Identifying Anthropic Claude Errors on Amazon Bedrock

So you're using Claude 3.5 Sonnet on Amazon Bedrock, excellent choice! AWS has the best privacy policy I've seen so far for Anthropic models, and won't store any prompts for human review (ever).

A common question is, how reliable is this compared to Anthropic's API or Google Vertex AI? You can set up Langfuse or Cloudflare AI Gateway (we recommend both), but AWS has a built in solution for us:

CloudWatch and CloudTrail!

Neither require enabling anything beyond what's already on by default.

Let's go over using CloudWatch first. AWS has already created a handy default dashboard for us, which you can find here.

Default CloudWatch dashboard for Bedrock.

That's it! You can see we've only had three InvocationServerErrors in the past week in us-east-1.

Moving on to CloudTrail, we just need to filter the Event source by bedrock.amazonaws.com to see all the Bedrock calls.

Using CloudTrail for Bedrock events.

Next, click Download events and Download as JSON.

Downloading CloudTrail events for Bedrock.

You'll now wait a few minutes for all the Amazon Bedrock CloudTrail events from the past 90 days to be downloaded.

Wait..

Once the filter has downloaded, we can filter for all events that used Claude 3.5 Sonnet!

jq '.Records[] | select(.requestParameters.modelId == "anthropic.claude-3-5-sonnet-20240620-v1:0")' event_history.json

Wow, that's.. a lot. Let's do a count instead.

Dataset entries

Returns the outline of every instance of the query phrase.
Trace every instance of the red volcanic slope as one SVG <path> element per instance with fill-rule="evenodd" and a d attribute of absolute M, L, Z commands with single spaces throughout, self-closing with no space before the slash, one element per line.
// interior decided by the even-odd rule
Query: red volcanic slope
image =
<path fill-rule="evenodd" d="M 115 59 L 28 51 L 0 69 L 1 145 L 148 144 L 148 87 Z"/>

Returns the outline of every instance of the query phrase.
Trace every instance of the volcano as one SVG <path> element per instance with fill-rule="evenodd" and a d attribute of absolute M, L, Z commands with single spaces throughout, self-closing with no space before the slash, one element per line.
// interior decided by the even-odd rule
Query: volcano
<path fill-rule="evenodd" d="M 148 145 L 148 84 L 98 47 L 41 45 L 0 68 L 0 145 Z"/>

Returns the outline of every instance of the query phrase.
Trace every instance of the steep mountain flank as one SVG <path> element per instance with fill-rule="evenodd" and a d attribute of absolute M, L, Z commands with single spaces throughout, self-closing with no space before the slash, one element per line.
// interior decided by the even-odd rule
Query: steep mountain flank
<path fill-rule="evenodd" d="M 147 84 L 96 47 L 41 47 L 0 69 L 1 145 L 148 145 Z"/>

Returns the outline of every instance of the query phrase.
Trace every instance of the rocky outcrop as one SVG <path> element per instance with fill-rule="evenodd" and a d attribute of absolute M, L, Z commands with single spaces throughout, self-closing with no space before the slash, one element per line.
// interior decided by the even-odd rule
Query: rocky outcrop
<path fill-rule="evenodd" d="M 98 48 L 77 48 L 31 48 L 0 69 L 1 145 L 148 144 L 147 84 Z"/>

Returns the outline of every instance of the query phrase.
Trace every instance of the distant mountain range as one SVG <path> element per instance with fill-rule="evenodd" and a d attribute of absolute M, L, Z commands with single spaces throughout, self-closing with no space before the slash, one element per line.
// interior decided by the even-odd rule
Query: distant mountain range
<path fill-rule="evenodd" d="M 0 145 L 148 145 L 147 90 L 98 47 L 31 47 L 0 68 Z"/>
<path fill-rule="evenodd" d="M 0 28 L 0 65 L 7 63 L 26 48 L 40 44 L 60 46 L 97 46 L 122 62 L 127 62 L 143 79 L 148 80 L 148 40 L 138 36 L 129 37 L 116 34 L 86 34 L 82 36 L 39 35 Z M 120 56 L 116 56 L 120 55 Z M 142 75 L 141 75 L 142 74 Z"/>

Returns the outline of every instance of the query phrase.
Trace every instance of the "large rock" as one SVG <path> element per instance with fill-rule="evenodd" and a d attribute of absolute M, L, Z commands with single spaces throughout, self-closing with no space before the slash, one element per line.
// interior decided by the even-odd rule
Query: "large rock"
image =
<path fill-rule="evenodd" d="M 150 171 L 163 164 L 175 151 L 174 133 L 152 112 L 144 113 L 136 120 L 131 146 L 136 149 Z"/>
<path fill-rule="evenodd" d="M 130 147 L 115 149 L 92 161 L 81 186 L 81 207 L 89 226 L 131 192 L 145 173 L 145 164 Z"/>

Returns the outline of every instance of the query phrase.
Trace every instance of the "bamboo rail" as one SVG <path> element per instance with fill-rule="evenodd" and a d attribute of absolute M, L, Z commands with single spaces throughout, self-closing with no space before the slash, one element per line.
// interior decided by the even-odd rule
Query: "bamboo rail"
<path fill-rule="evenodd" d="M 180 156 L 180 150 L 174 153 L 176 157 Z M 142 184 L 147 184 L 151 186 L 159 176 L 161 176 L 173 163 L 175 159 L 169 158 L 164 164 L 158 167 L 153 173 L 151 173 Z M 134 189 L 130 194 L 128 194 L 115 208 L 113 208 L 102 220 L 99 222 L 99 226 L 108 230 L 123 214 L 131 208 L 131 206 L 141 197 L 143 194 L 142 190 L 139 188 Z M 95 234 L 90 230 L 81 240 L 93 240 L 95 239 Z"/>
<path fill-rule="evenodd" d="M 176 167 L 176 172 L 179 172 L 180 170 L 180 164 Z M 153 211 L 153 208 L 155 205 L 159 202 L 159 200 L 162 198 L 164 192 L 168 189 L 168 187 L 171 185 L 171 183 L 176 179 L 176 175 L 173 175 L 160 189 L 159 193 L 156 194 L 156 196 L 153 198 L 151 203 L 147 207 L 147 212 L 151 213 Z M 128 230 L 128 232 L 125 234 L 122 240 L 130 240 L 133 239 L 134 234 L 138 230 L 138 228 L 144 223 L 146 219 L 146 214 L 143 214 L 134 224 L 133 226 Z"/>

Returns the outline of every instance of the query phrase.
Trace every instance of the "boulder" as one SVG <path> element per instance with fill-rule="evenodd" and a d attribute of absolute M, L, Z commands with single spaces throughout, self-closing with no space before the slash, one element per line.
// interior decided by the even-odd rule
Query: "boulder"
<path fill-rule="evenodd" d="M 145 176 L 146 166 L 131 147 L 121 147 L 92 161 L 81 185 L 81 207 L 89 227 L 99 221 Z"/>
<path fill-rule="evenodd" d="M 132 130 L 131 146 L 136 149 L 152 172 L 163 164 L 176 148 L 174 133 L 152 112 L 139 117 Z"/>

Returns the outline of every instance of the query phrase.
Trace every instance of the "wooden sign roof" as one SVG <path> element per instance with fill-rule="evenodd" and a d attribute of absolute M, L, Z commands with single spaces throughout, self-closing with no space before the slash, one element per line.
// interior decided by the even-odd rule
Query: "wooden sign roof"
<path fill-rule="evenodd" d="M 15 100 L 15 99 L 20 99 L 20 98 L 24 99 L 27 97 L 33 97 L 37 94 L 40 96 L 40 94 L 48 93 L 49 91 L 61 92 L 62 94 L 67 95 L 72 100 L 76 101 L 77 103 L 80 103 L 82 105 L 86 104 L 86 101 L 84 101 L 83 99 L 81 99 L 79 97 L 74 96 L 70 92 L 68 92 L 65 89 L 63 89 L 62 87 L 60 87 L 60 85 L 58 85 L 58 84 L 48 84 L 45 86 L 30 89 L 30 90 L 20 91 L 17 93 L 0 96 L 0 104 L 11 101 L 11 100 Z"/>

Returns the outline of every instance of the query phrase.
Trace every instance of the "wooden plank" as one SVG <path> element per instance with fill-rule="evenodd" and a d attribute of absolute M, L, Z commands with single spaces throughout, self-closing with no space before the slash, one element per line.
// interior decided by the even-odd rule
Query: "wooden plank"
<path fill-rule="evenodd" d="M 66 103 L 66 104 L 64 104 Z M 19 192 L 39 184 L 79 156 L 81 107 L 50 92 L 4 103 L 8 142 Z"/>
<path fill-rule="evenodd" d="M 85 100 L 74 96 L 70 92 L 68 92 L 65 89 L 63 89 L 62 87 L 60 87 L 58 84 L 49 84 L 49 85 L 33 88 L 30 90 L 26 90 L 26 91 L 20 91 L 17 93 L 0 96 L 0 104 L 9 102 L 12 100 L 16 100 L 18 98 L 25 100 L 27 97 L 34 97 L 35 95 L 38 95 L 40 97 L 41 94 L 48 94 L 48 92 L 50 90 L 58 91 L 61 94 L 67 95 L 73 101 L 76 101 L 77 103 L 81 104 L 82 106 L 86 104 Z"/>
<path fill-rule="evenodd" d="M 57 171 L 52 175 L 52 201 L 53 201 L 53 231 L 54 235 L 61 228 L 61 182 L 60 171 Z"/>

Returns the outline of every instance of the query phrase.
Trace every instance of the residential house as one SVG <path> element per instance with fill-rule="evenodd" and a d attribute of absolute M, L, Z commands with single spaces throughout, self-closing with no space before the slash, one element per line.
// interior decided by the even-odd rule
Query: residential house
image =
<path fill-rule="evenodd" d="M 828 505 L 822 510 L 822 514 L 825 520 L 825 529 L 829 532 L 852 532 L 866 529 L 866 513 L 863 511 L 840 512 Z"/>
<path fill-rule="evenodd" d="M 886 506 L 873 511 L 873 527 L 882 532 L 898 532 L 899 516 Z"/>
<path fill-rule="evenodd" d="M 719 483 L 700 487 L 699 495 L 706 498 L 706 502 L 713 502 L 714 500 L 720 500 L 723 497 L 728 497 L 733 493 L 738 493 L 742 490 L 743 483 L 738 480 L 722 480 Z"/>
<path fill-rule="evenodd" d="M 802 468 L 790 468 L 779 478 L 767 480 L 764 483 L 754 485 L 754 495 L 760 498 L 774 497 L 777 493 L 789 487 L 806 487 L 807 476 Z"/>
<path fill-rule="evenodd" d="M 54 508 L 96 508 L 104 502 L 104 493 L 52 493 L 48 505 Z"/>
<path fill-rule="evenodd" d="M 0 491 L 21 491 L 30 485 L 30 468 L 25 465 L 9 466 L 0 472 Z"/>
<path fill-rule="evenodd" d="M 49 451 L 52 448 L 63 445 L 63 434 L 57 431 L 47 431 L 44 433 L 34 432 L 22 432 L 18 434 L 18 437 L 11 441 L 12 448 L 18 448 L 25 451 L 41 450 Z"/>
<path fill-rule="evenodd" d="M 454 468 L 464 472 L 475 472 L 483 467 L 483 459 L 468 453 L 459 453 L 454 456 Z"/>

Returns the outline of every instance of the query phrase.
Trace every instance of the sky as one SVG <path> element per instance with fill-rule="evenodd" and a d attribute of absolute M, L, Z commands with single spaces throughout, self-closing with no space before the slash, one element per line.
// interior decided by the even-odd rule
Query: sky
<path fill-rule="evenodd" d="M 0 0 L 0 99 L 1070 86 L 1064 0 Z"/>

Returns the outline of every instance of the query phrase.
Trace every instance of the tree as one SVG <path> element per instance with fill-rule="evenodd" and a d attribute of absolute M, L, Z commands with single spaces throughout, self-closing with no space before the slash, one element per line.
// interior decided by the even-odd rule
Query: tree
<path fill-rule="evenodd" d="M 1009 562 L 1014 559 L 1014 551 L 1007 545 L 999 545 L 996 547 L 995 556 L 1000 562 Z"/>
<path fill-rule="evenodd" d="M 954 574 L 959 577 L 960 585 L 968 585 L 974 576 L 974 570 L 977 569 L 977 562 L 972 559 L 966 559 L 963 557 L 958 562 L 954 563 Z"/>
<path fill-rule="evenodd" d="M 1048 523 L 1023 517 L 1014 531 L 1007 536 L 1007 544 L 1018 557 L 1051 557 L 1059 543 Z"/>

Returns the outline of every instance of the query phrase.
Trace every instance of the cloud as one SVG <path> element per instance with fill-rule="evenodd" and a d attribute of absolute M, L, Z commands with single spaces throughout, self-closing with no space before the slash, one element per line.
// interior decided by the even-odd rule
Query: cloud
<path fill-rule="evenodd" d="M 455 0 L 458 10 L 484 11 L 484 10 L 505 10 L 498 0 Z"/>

*Work instructions*: Continue the walkthrough on finding Claude errors on Amazon Bedrock, starting right after its last sentence.

*Answer for the task*:
jq '[.Records[] | select(.requestParameters.modelId == "anthropic.claude-3-5-sonnet-20240620-v1:0")] | length' event_history.json

We have a total of 9,782 requests in here. Now, how about details on errors?

jq '.Records[] | select(.requestParameters.modelId == "anthropic.claude-3-5-sonnet-20240620-v1:0" and (.errorCode != null or .errorMessage != null))' event_history.json

Finally, let's do a count instead.

jq '[.Records[] | select(.requestParameters.modelId == "anthropic.claude-3-5-sonnet-20240620-v1:0" and (.errorCode != null or .errorMessage != null))] | length' event_history.json

We get a mere 4! So our total error rate is a tiny 0.04%.

If we look at us.anthropic.claude-3-5-sonnet-20240620-v1:0, the picture isn't as pretty. We see 318 errors on 12,359 requests, for a total error rate of 2.57%. (This was due an outage for the cross-region Claude 3.5 Sonnet profile in us-east-1, which lasted several hours on October 3-4, 2024.) This should highlight the need for adding failovers in your code, even if you're using cross-region profiles (which can, and have, failed).